### [What you will do]
All of the data is to be written out again exactly, without the pictures.

### [Stored data entries]

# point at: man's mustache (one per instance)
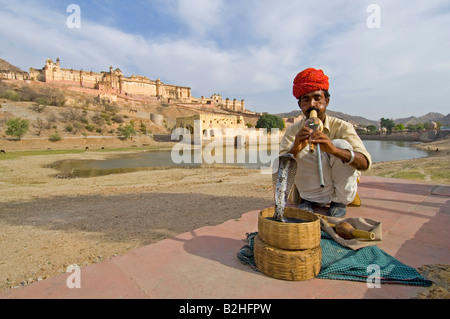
(313, 109)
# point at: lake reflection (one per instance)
(254, 158)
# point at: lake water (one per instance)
(254, 158)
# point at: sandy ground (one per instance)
(47, 224)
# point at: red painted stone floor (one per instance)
(202, 264)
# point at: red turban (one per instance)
(310, 80)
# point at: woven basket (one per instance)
(289, 236)
(290, 265)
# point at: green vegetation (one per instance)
(127, 131)
(55, 137)
(17, 127)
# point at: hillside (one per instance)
(350, 118)
(72, 114)
(427, 118)
(6, 66)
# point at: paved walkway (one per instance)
(202, 264)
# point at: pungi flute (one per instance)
(315, 123)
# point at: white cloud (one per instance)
(374, 72)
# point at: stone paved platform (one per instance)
(202, 264)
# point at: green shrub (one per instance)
(17, 127)
(55, 137)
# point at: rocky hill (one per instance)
(427, 118)
(6, 66)
(349, 118)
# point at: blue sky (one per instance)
(250, 49)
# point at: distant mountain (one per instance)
(430, 117)
(427, 118)
(349, 118)
(5, 66)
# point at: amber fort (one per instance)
(113, 84)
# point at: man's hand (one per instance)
(301, 140)
(326, 145)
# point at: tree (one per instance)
(269, 122)
(387, 123)
(17, 127)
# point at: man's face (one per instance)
(314, 100)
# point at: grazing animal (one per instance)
(283, 180)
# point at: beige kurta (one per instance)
(340, 180)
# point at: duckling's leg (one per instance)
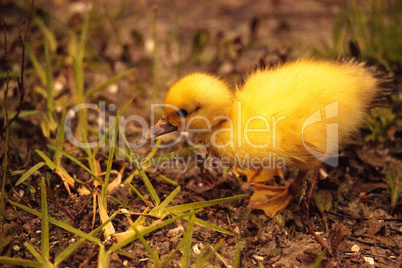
(273, 199)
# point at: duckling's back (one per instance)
(309, 108)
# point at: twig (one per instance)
(307, 218)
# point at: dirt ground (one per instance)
(227, 38)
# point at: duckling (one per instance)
(297, 114)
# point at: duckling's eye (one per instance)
(182, 113)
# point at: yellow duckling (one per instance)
(297, 114)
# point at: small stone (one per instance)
(355, 248)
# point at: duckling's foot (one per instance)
(271, 199)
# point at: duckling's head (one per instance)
(195, 102)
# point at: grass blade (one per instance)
(237, 256)
(110, 81)
(73, 247)
(187, 242)
(148, 230)
(72, 158)
(35, 253)
(197, 205)
(158, 210)
(110, 161)
(48, 161)
(45, 221)
(212, 226)
(132, 159)
(30, 171)
(20, 262)
(58, 223)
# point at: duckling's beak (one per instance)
(161, 128)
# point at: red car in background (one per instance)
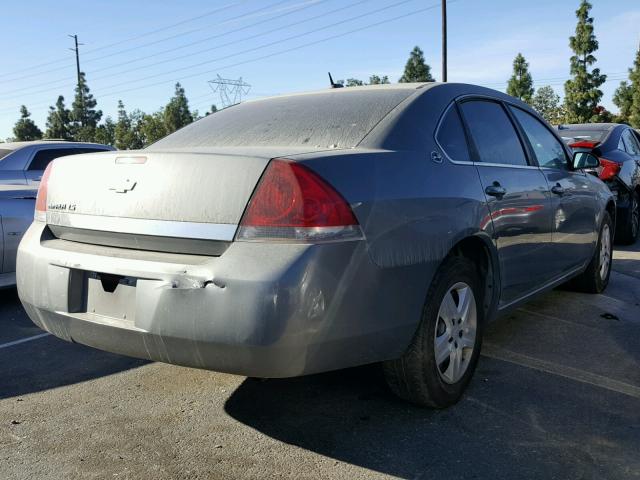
(618, 148)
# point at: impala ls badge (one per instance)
(125, 186)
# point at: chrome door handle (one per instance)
(495, 190)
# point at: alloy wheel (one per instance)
(455, 334)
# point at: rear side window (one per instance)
(630, 142)
(44, 157)
(547, 148)
(451, 136)
(493, 133)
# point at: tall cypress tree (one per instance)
(59, 121)
(84, 115)
(582, 92)
(521, 84)
(547, 103)
(177, 114)
(416, 69)
(623, 99)
(25, 129)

### [Written response]
# point at: man's mustache (one per instance)
(313, 109)
# point at: lake reflection (one per instance)
(254, 158)
# point at: lake water (one per instance)
(254, 158)
# point at: sandy ground (one per instance)
(47, 224)
# point at: red painted stone floor (one per instance)
(202, 264)
# point at: red turban (one per instance)
(310, 80)
# point at: woven basket (one per instance)
(289, 236)
(290, 265)
# point at: green vegetation (one per instance)
(127, 131)
(55, 137)
(17, 127)
# point at: hillside (one per instance)
(350, 118)
(72, 114)
(427, 118)
(6, 66)
# point at: paved walkway (one per instance)
(202, 264)
# point at: pungi flute (one per instance)
(315, 123)
# point at: white cloud (one per instance)
(374, 72)
# point at: stone paved platform (one per instance)
(202, 264)
# point at: green shrub (one per instance)
(17, 127)
(55, 137)
# point at: rocky hill (one per instance)
(427, 118)
(6, 66)
(349, 118)
# point at: blue sky (one per instance)
(250, 49)
# point at: distant mountain (one per instance)
(430, 117)
(427, 118)
(349, 118)
(5, 66)
# point at: amber fort (one per instance)
(113, 84)
# point at: man's hand (one per instance)
(301, 140)
(326, 145)
# point at: tree (one per instance)
(269, 122)
(387, 123)
(17, 127)
# point at: man's face (one per instance)
(314, 100)
# point at: grazing animal (one per instance)
(283, 180)
# point at: beige kurta (one per instance)
(340, 180)
# point at: duckling's leg (one per instance)
(273, 199)
# point at: duckling's back (one per instance)
(309, 108)
# point at: twig (one per instance)
(307, 218)
# point at: dirt ground (one per instance)
(227, 38)
# point at: duckling (one per instance)
(297, 114)
# point at: duckling's eye (one per instance)
(182, 113)
# point at: yellow duckling (one per instance)
(297, 114)
# point at: small stone (one per instance)
(355, 248)
# point at: duckling's foot (one per instance)
(271, 199)
# point at: duckling's head (one per instance)
(195, 102)
# point at: grass blade (one per instance)
(237, 256)
(110, 81)
(73, 247)
(187, 242)
(148, 230)
(72, 158)
(35, 253)
(197, 205)
(158, 210)
(110, 161)
(48, 161)
(45, 221)
(212, 226)
(132, 159)
(30, 171)
(20, 262)
(58, 223)
# point at: duckling's beak (one per instance)
(161, 128)
# point at: red car in background (one per instance)
(618, 148)
# point at: impala ls badge (one per instance)
(125, 186)
# point at: chrome door handle (one per instance)
(495, 190)
# point at: alloy wheel (one per instance)
(455, 334)
# point at: rear side window (one per instance)
(630, 142)
(44, 157)
(547, 148)
(451, 136)
(493, 133)
# point at: tall cypress tree (one per instance)
(59, 121)
(84, 115)
(582, 92)
(521, 84)
(547, 103)
(177, 114)
(416, 69)
(623, 99)
(25, 129)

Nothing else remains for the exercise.